Biden hopes for backing of former Republican staffers | Daily News

Biden hopes for backing of former Republican staffers

Supporters of Donald Trump and Joe Biden wave competing signs as the President’s convoy arrived at a golf course in Sterling, Virginia in this August 23, 2020 file photo.
Supporters of Donald Trump and Joe Biden wave competing signs as the President’s convoy arrived at a golf course in Sterling, Virginia in this August 23, 2020 file photo.

US: Democratic Presidential candidate Joe Biden, striving to win over still-undecided voters who could swing the election against Donald Trump, is sparing no effort to broadcast one of his most potent weapons: endorsements from many of his former Republican opponents.

From handing Republican stalwarts prime-time speeches at the Democratic National Convention to welcoming endorsements from hundreds of former staffers to George W Bush, John McCain and Mitt Romney, the Presidential challenger is waving his bipartisan credentials high.

But will it work? Kari Walker, a 50-year-old Wisconsin resident who has backed Republican candidates for two decades, plans to vote for Democrat Biden on November 3.

Walker, who two weeks ago told AFP she could not bring herself to vote for Trump -- “a worse president than I could have imagined” -- felt reaffirmed by the stance of the former Republican staffers.

“I found the support of GOP stalwarts to be persuasive,” said Walker, who with her husband owns a tavern in the small town of Reedsburg, in a county that backed Trump in 2016 after twice voting for Democrat Barack Obama.

“I would be voting for Biden regardless, but I appreciate GOP influencers crossing over,” she said in an email Friday, referring to the Grand Old Party, a traditional nickname for Republicans.

### To do
Answer these questions from the article on Biden and former Republican staffers:
1. In what town does Kari Walker own a tavern with her husband?
2. Former staffers to which three Republicans have endorsed Biden?
3. How long has Walker backed Republican candidates?
The listing is not needed for anything here.

### Records taken from a dataset
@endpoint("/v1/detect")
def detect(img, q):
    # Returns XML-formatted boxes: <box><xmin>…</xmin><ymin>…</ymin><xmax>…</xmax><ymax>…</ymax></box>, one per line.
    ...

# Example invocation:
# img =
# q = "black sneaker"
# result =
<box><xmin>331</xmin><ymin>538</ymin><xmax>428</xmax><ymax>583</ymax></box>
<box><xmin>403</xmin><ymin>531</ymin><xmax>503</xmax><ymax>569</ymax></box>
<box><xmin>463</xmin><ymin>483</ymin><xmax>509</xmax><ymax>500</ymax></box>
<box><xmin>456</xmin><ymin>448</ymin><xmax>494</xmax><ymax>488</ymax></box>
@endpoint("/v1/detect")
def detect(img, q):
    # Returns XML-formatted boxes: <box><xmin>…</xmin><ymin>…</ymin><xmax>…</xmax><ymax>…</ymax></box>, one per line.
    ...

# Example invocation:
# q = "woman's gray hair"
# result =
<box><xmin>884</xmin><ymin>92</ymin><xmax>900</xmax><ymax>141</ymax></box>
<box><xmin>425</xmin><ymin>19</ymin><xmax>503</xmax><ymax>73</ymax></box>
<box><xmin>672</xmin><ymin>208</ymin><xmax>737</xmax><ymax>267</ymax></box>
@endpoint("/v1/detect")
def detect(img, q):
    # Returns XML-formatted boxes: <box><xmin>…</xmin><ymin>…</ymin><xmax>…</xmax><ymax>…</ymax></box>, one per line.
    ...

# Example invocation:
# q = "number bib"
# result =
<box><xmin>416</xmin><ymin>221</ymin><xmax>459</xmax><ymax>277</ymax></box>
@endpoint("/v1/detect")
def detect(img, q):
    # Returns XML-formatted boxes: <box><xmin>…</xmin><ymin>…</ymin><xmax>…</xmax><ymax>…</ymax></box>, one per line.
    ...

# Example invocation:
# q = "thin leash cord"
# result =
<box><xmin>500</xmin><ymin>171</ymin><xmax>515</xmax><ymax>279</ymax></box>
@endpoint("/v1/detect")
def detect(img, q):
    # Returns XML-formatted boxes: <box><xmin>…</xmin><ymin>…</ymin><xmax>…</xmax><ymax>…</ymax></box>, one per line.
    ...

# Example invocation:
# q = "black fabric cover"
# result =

### Response area
1. Reedsburg, Wisconsin
2. George W Bush, John McCain and Mitt Romney
3. Two decades